- Your goal:
Count the lines below that contain the string "blue", with case counting, and give only the number.

### Materials provided ###

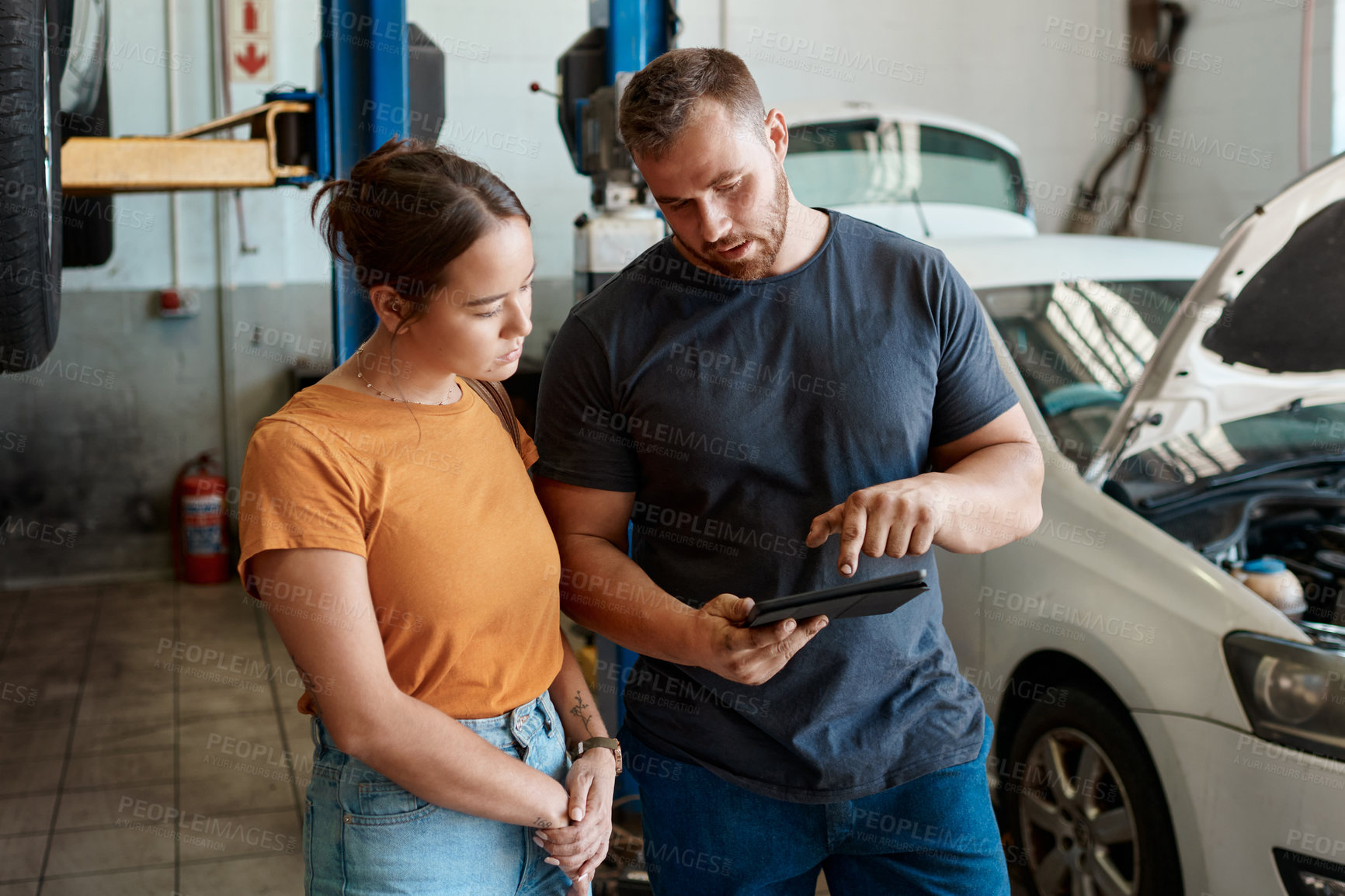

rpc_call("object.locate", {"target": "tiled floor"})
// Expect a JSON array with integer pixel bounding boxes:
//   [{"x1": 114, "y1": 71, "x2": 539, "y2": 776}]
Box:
[{"x1": 0, "y1": 582, "x2": 312, "y2": 896}]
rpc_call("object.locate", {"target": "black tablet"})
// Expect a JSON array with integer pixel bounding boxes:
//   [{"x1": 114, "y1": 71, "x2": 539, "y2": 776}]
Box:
[{"x1": 742, "y1": 569, "x2": 930, "y2": 628}]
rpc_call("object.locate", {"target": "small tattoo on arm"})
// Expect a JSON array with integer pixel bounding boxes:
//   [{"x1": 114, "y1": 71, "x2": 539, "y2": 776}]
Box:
[
  {"x1": 289, "y1": 654, "x2": 323, "y2": 718},
  {"x1": 570, "y1": 690, "x2": 593, "y2": 738}
]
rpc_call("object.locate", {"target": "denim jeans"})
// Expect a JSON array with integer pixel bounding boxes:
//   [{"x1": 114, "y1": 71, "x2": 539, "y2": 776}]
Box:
[
  {"x1": 617, "y1": 718, "x2": 1009, "y2": 896},
  {"x1": 304, "y1": 692, "x2": 570, "y2": 896}
]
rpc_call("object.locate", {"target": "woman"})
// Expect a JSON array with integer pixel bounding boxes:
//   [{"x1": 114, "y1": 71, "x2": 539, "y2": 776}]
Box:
[{"x1": 239, "y1": 140, "x2": 617, "y2": 896}]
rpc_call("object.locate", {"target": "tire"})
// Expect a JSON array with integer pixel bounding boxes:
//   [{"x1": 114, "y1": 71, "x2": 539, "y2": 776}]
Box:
[
  {"x1": 1001, "y1": 687, "x2": 1182, "y2": 896},
  {"x1": 0, "y1": 0, "x2": 62, "y2": 373}
]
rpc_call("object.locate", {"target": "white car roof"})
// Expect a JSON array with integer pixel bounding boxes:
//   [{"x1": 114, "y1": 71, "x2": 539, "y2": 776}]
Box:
[
  {"x1": 775, "y1": 101, "x2": 1022, "y2": 158},
  {"x1": 928, "y1": 234, "x2": 1217, "y2": 290}
]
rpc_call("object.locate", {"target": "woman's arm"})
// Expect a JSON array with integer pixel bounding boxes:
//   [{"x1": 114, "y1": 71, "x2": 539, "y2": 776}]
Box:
[
  {"x1": 547, "y1": 632, "x2": 615, "y2": 748},
  {"x1": 534, "y1": 632, "x2": 616, "y2": 877},
  {"x1": 248, "y1": 547, "x2": 572, "y2": 828}
]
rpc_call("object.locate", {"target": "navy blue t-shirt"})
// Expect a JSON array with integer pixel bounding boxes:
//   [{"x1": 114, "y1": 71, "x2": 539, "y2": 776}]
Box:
[{"x1": 534, "y1": 209, "x2": 1018, "y2": 803}]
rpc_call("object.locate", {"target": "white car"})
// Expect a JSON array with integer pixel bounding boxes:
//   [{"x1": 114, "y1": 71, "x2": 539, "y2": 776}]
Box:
[
  {"x1": 781, "y1": 102, "x2": 1037, "y2": 241},
  {"x1": 932, "y1": 156, "x2": 1345, "y2": 896}
]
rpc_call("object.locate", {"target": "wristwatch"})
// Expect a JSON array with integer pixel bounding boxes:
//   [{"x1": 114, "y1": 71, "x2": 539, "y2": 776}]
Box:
[{"x1": 570, "y1": 738, "x2": 621, "y2": 775}]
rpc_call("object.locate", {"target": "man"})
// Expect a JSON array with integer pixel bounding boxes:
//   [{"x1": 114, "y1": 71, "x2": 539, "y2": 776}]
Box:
[{"x1": 535, "y1": 48, "x2": 1042, "y2": 896}]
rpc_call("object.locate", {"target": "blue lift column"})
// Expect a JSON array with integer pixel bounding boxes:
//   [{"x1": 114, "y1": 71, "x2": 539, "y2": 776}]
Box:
[
  {"x1": 589, "y1": 0, "x2": 672, "y2": 797},
  {"x1": 321, "y1": 0, "x2": 410, "y2": 363}
]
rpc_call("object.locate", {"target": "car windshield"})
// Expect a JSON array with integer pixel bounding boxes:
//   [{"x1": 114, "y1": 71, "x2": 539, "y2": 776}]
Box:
[
  {"x1": 1111, "y1": 404, "x2": 1345, "y2": 498},
  {"x1": 784, "y1": 118, "x2": 1027, "y2": 214},
  {"x1": 979, "y1": 279, "x2": 1194, "y2": 472}
]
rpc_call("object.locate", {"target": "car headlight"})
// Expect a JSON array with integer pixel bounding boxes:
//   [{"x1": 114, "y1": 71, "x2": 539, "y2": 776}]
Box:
[{"x1": 1224, "y1": 631, "x2": 1345, "y2": 762}]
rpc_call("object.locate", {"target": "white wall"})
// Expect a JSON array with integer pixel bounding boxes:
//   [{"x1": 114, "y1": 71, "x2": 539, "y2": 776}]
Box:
[
  {"x1": 680, "y1": 0, "x2": 1345, "y2": 242},
  {"x1": 0, "y1": 0, "x2": 1345, "y2": 582},
  {"x1": 57, "y1": 0, "x2": 1345, "y2": 296}
]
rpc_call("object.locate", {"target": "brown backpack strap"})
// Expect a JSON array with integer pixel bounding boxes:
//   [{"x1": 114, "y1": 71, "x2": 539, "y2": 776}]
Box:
[{"x1": 463, "y1": 377, "x2": 523, "y2": 456}]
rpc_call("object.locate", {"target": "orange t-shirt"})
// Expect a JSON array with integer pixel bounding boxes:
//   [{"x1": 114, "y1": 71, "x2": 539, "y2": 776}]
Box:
[{"x1": 238, "y1": 380, "x2": 561, "y2": 718}]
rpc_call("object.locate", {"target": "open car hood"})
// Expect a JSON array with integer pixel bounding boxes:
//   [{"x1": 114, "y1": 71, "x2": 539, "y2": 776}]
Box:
[{"x1": 1086, "y1": 154, "x2": 1345, "y2": 481}]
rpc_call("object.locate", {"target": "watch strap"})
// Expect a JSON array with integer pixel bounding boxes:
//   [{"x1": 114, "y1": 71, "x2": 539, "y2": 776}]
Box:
[{"x1": 575, "y1": 738, "x2": 621, "y2": 775}]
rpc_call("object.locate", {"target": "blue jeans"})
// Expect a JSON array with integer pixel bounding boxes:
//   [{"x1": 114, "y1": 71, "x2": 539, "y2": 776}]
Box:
[
  {"x1": 617, "y1": 718, "x2": 1009, "y2": 896},
  {"x1": 304, "y1": 692, "x2": 570, "y2": 896}
]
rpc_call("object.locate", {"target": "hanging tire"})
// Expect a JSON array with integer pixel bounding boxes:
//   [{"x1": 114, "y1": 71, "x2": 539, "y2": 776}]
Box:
[
  {"x1": 0, "y1": 0, "x2": 62, "y2": 373},
  {"x1": 1003, "y1": 687, "x2": 1182, "y2": 896}
]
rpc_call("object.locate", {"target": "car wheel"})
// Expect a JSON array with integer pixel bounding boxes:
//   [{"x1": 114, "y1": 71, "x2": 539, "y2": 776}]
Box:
[
  {"x1": 0, "y1": 0, "x2": 62, "y2": 371},
  {"x1": 1001, "y1": 689, "x2": 1182, "y2": 896}
]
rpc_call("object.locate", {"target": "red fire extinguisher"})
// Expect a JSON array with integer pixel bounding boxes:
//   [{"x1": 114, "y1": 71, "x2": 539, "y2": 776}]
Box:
[{"x1": 171, "y1": 450, "x2": 231, "y2": 585}]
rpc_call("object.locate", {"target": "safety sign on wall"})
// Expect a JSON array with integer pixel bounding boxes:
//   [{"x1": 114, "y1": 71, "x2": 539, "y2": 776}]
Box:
[{"x1": 228, "y1": 0, "x2": 274, "y2": 83}]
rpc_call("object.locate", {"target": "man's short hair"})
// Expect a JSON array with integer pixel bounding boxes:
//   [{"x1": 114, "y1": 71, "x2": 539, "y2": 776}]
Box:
[{"x1": 617, "y1": 47, "x2": 766, "y2": 158}]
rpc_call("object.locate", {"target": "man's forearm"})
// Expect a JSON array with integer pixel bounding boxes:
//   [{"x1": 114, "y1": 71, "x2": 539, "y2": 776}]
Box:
[
  {"x1": 560, "y1": 536, "x2": 700, "y2": 665},
  {"x1": 923, "y1": 441, "x2": 1042, "y2": 554}
]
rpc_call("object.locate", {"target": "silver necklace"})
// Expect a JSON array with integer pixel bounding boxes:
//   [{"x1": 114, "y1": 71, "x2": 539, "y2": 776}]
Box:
[{"x1": 355, "y1": 346, "x2": 457, "y2": 408}]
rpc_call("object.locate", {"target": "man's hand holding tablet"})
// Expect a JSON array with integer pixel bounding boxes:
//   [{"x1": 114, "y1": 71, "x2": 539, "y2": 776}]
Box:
[{"x1": 742, "y1": 569, "x2": 930, "y2": 628}]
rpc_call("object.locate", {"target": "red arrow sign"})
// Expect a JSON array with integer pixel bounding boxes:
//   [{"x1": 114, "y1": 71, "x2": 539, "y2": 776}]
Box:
[{"x1": 234, "y1": 43, "x2": 266, "y2": 74}]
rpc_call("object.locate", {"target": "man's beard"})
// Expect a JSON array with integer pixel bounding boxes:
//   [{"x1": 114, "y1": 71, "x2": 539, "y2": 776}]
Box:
[{"x1": 682, "y1": 161, "x2": 790, "y2": 280}]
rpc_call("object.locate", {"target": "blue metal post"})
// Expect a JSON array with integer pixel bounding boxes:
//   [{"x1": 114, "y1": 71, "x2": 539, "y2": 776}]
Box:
[
  {"x1": 605, "y1": 0, "x2": 671, "y2": 797},
  {"x1": 321, "y1": 0, "x2": 410, "y2": 363},
  {"x1": 606, "y1": 0, "x2": 669, "y2": 83}
]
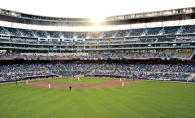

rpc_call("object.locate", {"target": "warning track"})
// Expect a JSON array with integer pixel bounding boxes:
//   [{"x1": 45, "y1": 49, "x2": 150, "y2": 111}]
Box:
[{"x1": 22, "y1": 80, "x2": 138, "y2": 88}]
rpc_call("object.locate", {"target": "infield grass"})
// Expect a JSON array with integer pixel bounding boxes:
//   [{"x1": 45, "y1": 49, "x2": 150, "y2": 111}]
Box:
[{"x1": 0, "y1": 78, "x2": 195, "y2": 118}]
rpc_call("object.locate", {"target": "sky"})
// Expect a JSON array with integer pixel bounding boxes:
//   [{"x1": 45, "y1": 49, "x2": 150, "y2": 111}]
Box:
[{"x1": 0, "y1": 0, "x2": 195, "y2": 18}]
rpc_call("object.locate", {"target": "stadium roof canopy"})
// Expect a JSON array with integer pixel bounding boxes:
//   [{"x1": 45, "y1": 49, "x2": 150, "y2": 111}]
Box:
[{"x1": 0, "y1": 0, "x2": 194, "y2": 18}]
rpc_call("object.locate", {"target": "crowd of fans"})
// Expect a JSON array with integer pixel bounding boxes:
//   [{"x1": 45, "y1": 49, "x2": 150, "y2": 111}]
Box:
[
  {"x1": 0, "y1": 25, "x2": 195, "y2": 38},
  {"x1": 0, "y1": 62, "x2": 195, "y2": 81},
  {"x1": 0, "y1": 38, "x2": 195, "y2": 46},
  {"x1": 0, "y1": 51, "x2": 192, "y2": 60}
]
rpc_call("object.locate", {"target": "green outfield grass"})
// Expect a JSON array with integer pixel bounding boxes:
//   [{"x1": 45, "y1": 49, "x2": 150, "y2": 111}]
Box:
[
  {"x1": 47, "y1": 77, "x2": 108, "y2": 84},
  {"x1": 0, "y1": 78, "x2": 195, "y2": 118}
]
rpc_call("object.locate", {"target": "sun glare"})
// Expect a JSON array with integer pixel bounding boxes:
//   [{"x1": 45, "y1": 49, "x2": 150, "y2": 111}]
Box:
[{"x1": 92, "y1": 17, "x2": 103, "y2": 23}]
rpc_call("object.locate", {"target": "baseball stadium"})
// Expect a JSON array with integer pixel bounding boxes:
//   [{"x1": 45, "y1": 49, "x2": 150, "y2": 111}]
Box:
[{"x1": 0, "y1": 1, "x2": 195, "y2": 118}]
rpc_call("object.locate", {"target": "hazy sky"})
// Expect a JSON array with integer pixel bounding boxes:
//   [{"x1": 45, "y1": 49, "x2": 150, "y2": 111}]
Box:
[{"x1": 0, "y1": 0, "x2": 195, "y2": 18}]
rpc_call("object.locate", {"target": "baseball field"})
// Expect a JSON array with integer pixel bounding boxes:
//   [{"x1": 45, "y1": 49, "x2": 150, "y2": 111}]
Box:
[{"x1": 0, "y1": 78, "x2": 195, "y2": 118}]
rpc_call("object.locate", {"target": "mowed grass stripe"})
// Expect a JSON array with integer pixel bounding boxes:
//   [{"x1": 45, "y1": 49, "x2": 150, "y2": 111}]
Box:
[{"x1": 0, "y1": 78, "x2": 195, "y2": 118}]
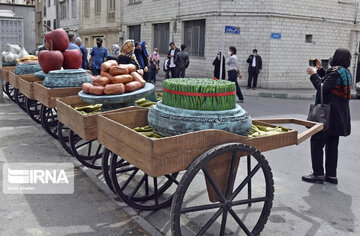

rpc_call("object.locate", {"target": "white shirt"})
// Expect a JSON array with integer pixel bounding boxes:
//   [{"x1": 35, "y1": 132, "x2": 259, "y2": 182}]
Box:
[
  {"x1": 251, "y1": 57, "x2": 256, "y2": 67},
  {"x1": 169, "y1": 49, "x2": 176, "y2": 68}
]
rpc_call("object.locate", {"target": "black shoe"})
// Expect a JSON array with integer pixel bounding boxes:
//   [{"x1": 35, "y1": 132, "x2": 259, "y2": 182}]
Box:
[
  {"x1": 325, "y1": 176, "x2": 338, "y2": 184},
  {"x1": 301, "y1": 174, "x2": 325, "y2": 184}
]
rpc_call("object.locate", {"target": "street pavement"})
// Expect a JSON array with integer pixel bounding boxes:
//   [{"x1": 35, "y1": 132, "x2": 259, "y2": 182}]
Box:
[{"x1": 0, "y1": 87, "x2": 360, "y2": 235}]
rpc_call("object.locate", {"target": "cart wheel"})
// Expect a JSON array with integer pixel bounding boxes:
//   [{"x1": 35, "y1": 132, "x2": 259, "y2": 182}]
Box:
[
  {"x1": 40, "y1": 105, "x2": 59, "y2": 139},
  {"x1": 104, "y1": 148, "x2": 178, "y2": 211},
  {"x1": 25, "y1": 98, "x2": 41, "y2": 124},
  {"x1": 5, "y1": 82, "x2": 15, "y2": 102},
  {"x1": 171, "y1": 143, "x2": 274, "y2": 236},
  {"x1": 14, "y1": 89, "x2": 26, "y2": 111},
  {"x1": 70, "y1": 131, "x2": 103, "y2": 170},
  {"x1": 57, "y1": 122, "x2": 73, "y2": 156}
]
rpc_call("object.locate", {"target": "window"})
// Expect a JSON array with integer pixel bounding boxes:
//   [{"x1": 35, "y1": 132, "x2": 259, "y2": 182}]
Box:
[
  {"x1": 129, "y1": 25, "x2": 141, "y2": 42},
  {"x1": 84, "y1": 0, "x2": 90, "y2": 17},
  {"x1": 71, "y1": 0, "x2": 77, "y2": 18},
  {"x1": 95, "y1": 0, "x2": 101, "y2": 15},
  {"x1": 108, "y1": 0, "x2": 115, "y2": 20},
  {"x1": 184, "y1": 20, "x2": 205, "y2": 57},
  {"x1": 305, "y1": 34, "x2": 312, "y2": 43},
  {"x1": 60, "y1": 2, "x2": 66, "y2": 19},
  {"x1": 154, "y1": 23, "x2": 170, "y2": 54},
  {"x1": 129, "y1": 0, "x2": 142, "y2": 4}
]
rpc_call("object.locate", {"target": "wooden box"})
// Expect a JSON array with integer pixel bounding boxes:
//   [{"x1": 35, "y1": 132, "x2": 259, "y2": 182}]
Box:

###

- Task result:
4